Continue the passage on public reason and judicial review from where it stops.

### Text segment
====

Habermas falls somewhere in the middle depending if one stresses the procedural and political elements of his theory or the consensual and moral elements. Public justification for Habermas is ‘ultimately based only on reasons that withstand objections under demanding conditions of communication’ (2008: 49).3 On this view then, it appears as if we cannot stipulate in advance what reasons will pass this test. Furthermore, the political public sphere is under no constraint and anything may be introduced into debate. This is not because there is no hope of agreement or finding reasons we share but because shared reasons need to be constructed in the procedure itself and we cannot always predict what these may be. Thus for Habermas one might say that public reasons are the outcome rather than input of public debate.
To return to the question of judicial review, Rawls famously suggested that supreme or constitutional courts are exemplars of public reason. ‘(I)n a constitutional regime with judicial review, public reason is the reason of its supreme court’ (2005: 231). Although Rawls notes that legislators and ordinary citizens are under some obligation to appeal to public reason, he also acknowledges that both these groups are faced with many political questions for which more partisan, interested, or comprehensive forms of reasoning may very well be appropriate. A supreme court, by contrast, is tasked with impartiality and neutrality of a special kind.
On the public reason view then, courts that exercise judicial review should not be seen as opponents to or limits on democracy but as the highest or purest expression of how citizens themselves ought to be (but often are not) deliberating. This view is sometimes taken so far as to suggest that citizens and legislatures are often incapable of meeting the high bar of public reason. For example, in the essay ‘Constitutional courts as deliberative institutions’ John Ferejohn and Pasquale Pasquino suggest that public reason is the defining feature of good deliberation and courts are the only place to find that type of deliberation. ‘John Rawls described courts as exemplary deliberative institutions – forums in which reasons, explanations, and justifications are both expected and offered for coercive state policies’ (Ferejohn & Pasquino 2002: 22). They argue that deliberative expectations diminish as one moves from courts to public agencies, legislators, and then finally voters. The ballot box is a ‘reason-free zone’ where citizens do not have to have nor are they expected to give reasons for the votes (2002: 26; see, Mendes 2013: 93). Ferejohn has also noted that ‘deliberative expectations are inversely correlated with democratic pedigree’ (2008: 206).

====

### Recorded data
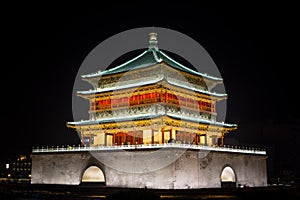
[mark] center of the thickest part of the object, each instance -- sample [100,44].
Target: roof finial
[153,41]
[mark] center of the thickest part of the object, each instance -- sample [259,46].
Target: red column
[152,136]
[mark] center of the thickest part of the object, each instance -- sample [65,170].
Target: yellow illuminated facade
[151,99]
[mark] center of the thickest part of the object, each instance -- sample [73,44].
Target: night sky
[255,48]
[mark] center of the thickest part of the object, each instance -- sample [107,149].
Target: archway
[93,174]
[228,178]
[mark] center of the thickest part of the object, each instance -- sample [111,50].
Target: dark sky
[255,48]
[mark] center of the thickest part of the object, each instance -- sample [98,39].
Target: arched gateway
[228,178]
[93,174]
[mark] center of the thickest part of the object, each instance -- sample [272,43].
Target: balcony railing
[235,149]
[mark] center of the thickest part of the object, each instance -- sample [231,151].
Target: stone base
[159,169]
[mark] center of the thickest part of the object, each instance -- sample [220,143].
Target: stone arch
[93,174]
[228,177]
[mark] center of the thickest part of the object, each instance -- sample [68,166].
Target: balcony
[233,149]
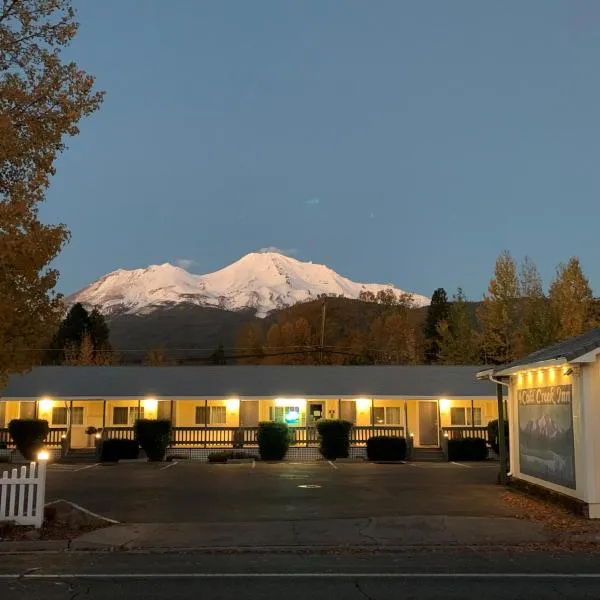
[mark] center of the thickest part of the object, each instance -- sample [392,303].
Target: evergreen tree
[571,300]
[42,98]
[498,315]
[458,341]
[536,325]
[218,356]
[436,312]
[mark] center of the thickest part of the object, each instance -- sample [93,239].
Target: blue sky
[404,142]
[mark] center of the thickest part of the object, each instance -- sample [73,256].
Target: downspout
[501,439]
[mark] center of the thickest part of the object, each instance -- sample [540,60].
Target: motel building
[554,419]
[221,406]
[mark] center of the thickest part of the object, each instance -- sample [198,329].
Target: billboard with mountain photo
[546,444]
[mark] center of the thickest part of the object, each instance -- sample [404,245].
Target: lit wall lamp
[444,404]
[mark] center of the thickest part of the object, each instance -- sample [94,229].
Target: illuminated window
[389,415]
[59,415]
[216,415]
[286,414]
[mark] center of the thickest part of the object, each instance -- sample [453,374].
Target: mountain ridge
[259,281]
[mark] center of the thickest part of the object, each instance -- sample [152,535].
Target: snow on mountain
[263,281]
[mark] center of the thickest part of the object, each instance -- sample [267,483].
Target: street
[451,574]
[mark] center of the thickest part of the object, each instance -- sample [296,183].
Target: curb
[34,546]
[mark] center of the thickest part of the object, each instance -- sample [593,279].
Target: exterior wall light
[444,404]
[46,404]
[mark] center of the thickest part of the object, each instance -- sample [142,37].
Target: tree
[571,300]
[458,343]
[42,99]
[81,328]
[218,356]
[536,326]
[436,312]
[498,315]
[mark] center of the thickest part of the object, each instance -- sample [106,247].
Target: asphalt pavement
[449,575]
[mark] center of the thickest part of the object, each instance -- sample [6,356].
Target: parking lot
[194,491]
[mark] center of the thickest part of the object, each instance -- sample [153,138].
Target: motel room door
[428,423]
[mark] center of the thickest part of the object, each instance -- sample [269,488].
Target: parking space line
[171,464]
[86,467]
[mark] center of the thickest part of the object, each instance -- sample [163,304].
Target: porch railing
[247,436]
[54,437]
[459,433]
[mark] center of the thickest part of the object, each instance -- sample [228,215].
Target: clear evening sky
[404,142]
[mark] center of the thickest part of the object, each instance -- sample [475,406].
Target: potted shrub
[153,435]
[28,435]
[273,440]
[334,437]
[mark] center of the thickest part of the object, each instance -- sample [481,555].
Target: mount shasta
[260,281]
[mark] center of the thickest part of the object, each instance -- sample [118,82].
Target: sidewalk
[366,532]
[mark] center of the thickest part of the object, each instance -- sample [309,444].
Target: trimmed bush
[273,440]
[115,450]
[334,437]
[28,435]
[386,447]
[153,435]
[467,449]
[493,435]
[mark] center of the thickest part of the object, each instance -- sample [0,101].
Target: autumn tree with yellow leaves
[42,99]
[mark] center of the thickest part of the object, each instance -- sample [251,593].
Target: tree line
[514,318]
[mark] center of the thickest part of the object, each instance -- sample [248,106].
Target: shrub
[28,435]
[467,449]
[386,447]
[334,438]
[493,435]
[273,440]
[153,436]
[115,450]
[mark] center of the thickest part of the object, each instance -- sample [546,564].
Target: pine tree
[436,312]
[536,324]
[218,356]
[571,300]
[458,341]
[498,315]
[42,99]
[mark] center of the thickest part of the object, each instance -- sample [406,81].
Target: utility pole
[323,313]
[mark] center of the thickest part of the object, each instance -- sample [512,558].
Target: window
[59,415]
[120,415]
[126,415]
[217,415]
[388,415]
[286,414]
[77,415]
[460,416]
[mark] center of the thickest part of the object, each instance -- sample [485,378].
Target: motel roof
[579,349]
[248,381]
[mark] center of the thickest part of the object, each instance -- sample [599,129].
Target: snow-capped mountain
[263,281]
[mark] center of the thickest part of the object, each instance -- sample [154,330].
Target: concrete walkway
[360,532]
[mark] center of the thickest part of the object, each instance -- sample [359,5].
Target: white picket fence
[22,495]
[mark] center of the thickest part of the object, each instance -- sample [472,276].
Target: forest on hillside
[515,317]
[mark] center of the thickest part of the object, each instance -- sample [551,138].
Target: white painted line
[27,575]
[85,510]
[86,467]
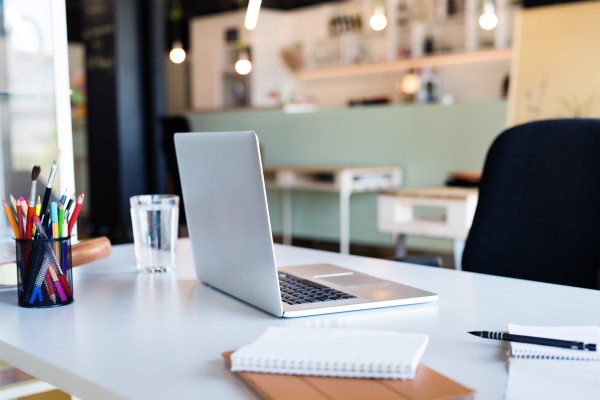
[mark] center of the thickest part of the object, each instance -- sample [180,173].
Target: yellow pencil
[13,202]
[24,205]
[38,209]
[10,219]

====

### Exercise result
Christopher Eisgruber also argues that a supreme court has a special role to play in democratic deliberation. A supreme court, he says, ‘is a kind of representative institution well-shaped to speak on behalf of the people about questions of moral and political principle’ (Eisgruber 2001: 35). In a critical assessment of this type of deliberative defense of courts and judicial review, Christopher Zurn sums up these arguments this way: ‘Constitutional courts then because they speak in the language of the people’s public reason and because they are the institutional representations of the people’s public reason, are in fact eminently democratic actors, even when they are legislating new constitutional content’ (2020: 326). A supreme court is ‘uniquely qualified to represent the people’s principles because of its specially heightened capacities for reasoned deliberation about fundamental moral-political matters’ (Zurn 2020: 335).
Conrado Hübner Mendes takes a more nuanced view than Eisgruber in defending judicial review on deliberative grounds, in particular he does not see the adherence to public reason as the defining quality of a good deliberative credentials: ‘an ideal-type deliberative court … is one that maximizes the range of arguments from interlocutors by promoting public contestation at the pre-decisional phase; that energizes its decision-makers in a sincere process of collegial engagement at the decisional phase; and drafts a deliberative written decision at the post-decisional phase’ (Mendes 2013: 107). Although Mendes sees ‘promoting public contestation’ as a central feature and function of good deliberative courts, like Eisgruber he focuses on something special about the deliberation of judges.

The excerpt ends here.